• _任务说明_
把下面各行中的“this photo”一律换成“this image”，其余内容原样保留，重新写出这些行。

(物体点位标注)
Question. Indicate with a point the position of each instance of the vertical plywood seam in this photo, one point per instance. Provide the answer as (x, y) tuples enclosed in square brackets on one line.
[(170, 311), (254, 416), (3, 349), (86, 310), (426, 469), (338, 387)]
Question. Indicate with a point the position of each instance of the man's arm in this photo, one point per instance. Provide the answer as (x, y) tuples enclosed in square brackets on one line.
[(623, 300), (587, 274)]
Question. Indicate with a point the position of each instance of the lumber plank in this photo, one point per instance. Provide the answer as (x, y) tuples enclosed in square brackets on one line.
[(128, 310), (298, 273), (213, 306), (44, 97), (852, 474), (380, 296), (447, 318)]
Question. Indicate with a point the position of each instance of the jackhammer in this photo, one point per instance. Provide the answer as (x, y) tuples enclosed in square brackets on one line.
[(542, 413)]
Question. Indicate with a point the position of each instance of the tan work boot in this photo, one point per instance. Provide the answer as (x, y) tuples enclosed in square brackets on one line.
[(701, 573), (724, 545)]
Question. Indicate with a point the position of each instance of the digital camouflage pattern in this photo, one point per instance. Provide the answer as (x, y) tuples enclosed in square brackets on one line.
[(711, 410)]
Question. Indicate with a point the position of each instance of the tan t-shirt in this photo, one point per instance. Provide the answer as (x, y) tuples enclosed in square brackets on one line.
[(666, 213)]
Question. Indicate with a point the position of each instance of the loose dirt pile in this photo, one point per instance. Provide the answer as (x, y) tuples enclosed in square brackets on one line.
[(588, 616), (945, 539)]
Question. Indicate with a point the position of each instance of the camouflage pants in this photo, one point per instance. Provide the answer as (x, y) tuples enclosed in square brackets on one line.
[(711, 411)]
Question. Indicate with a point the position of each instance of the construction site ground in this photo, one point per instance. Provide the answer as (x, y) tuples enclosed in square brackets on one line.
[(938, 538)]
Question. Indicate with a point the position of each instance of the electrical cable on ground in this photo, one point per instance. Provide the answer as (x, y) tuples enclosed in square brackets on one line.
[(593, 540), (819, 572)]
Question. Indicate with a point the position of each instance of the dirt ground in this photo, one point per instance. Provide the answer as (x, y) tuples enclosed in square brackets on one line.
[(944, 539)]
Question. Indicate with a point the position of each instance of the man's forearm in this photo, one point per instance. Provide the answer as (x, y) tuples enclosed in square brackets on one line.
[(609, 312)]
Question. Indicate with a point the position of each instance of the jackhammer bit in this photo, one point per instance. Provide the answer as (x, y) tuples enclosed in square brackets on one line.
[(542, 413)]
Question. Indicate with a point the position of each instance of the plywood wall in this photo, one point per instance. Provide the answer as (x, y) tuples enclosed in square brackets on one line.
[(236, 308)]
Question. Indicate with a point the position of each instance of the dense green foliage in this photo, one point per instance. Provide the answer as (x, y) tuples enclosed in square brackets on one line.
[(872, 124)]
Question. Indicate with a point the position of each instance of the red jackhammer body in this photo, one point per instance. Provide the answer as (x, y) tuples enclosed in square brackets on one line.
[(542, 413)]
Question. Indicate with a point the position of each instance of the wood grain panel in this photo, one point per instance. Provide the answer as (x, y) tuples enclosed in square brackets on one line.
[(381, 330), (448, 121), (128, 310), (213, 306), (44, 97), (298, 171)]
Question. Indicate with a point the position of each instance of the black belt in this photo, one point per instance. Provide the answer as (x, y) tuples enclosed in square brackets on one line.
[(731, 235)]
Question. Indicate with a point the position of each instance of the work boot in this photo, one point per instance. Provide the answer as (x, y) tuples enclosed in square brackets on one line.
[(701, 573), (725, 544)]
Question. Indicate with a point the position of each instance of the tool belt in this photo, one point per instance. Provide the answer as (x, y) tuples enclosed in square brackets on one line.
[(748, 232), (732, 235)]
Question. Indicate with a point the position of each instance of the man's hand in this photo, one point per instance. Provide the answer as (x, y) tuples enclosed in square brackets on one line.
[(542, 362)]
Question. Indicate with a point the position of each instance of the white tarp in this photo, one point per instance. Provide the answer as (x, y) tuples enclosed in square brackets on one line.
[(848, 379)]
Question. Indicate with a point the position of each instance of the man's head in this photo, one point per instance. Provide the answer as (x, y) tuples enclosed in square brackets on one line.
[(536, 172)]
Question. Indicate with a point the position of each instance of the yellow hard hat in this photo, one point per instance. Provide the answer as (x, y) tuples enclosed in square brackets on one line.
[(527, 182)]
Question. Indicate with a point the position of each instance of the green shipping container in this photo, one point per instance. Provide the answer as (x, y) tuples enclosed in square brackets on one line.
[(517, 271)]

• _参考答案_
Question. Indicate with a point the position of each instance of the vertical plywood seam in this image, one point per instance. Provide the answer as (x, y) tuples enclosed in square brackets on one line.
[(170, 311), (254, 416), (3, 349), (86, 310), (426, 469), (338, 387)]
Question. Indicate with a point the position of each instance of the man's arm in this image, one point per instance. Provide the answer as (x, y) tuples enclosed in square brackets on one line.
[(623, 300), (587, 274)]
Question. Indicate with a point the position of each instance of the lumber plank in this image, one point per instance. Provide the answer as (x, y) tuples enclosed in square brackets on one line.
[(128, 310), (298, 273), (213, 306), (44, 97), (852, 474), (380, 296), (447, 318)]
Question. Indicate with a point the position of each instance of the jackhammer in this image, one point per instance. Provide the answer as (x, y) tuples enclosed in square brackets on one line.
[(542, 413)]
Question. Indicate with a point the position of each instance of the tan work boot in this image, one point per instance. Provide the answer as (x, y) tuples enclosed in square brackets on one line.
[(701, 573), (724, 545)]
Question. Indicate with a point the position of each instance of the digital camouflage pattern in this image, one point per instance. Provide the answer as (x, y) tuples enclosed in square brackets on one line.
[(711, 410)]
Question. Indicate with a point the position of each instance of the tan t-shirt in this image, one point per instance. Provide the answer as (x, y) tuples enclosed in square brackets on one line.
[(666, 213)]
Question. Indicate with a point the position of each instance of the loose dirt pile in this image, one point per instance. Provide the answer as (x, y) tuples enclosed in square brackets on one line.
[(588, 616), (945, 539)]
Question. Indicate with a point the position of each instance of the camouflage pants in this image, one point per instance. Provide the answer as (x, y) tuples enclosed in square brackets on one line.
[(711, 411)]
Question. Indicate with a point the position of each instance of the construction site ground in this image, one point per instance. Provide the answer as (x, y) tuples enclosed in square brackets on one line.
[(938, 538)]
Question. Indicate with a point the position of each instance of the electrical cable on ground in this image, one point per instance. Provide the answer as (x, y) tuples enclosed in square brackets on one line.
[(593, 540), (819, 572)]
Question. Indicate with a point the position of each instance of the dirt ground in this image, one point per instance. Provide the answer as (x, y) tuples enclosed in square brackets on one line.
[(944, 539)]
Question. Indicate with a point the position of each instance of the man's forearm in this image, one point per instance. Provide the answer as (x, y) tuples enclosed in square brackets on one line.
[(609, 312)]
Question. Indicate with a point the position of each instance of the jackhammer bit in this image, one point per instance. Provide the answer as (x, y) tuples enclosed in square brackets on one line.
[(542, 413)]
Question. Indicate with a point the position of each instance of the plywood wall in this image, one point per instance. Provide the answer as (x, y) tuples enclosed in square brackets on one line.
[(236, 308)]
Question. Indicate with a point the position of each instance of the dense green foliage in this image, one point per instance. Provide the answer as (x, y) tuples enclosed in square brackets on one line.
[(872, 124)]
Question. Indicate with a point the position of each instance of the red jackhammer body in this image, one point per instance. Provide the answer as (x, y) tuples enclosed in square brackets on one line.
[(542, 413)]
Question. Indicate with a point the position of each instance of the wood grain panel in this image, one point per instance. Provide the answer as (x, y) tuples enclosed in square brackets on one line.
[(381, 330), (448, 121), (128, 310), (213, 306), (44, 97), (298, 171)]
Question. Indicate with a point the position of each instance of the black belt in this image, one point per instance. Provide the answer as (x, y) tuples enclosed in square brackets on one line.
[(731, 235)]
Question. Indicate with a point the position of each instance of the work boot in this image, one point per instance. Provide the answer as (x, y) tuples enclosed in square brackets on one line.
[(701, 573), (725, 544)]
Question. Indicate with a point the position of each instance of the tool belt in this image, one point per instance. Provide the answer as (x, y) tuples enclosed in square brackets on one line.
[(748, 232), (732, 235)]
Question. Indicate with a point the position of each instance of the man's hand in this image, one point per instance. Provide the answer as (x, y) tuples enclosed in square brackets on one line.
[(542, 362)]
Question. Indicate with a point the position of each instance of the white tarp in this image, one point per instance. Provide the answer as (x, y) tuples enclosed in square brackets on one line.
[(848, 379)]
Question. Indicate with a point the position of each instance of the man's head in this image, one point per instance. Provide the answer as (x, y) tuples enclosed in square brackets on one line.
[(536, 172)]
Question. Indicate with a point the position of each instance of the yellow hard hat in this image, one point per instance. Provide the answer as (x, y) tuples enclosed in square brackets on one line.
[(527, 182)]
Question. Indicate with a point the position of each instance of the green shipping container in this image, one point per instance. Provide the answer as (x, y) tuples enclosed in square brackets on one line.
[(517, 271)]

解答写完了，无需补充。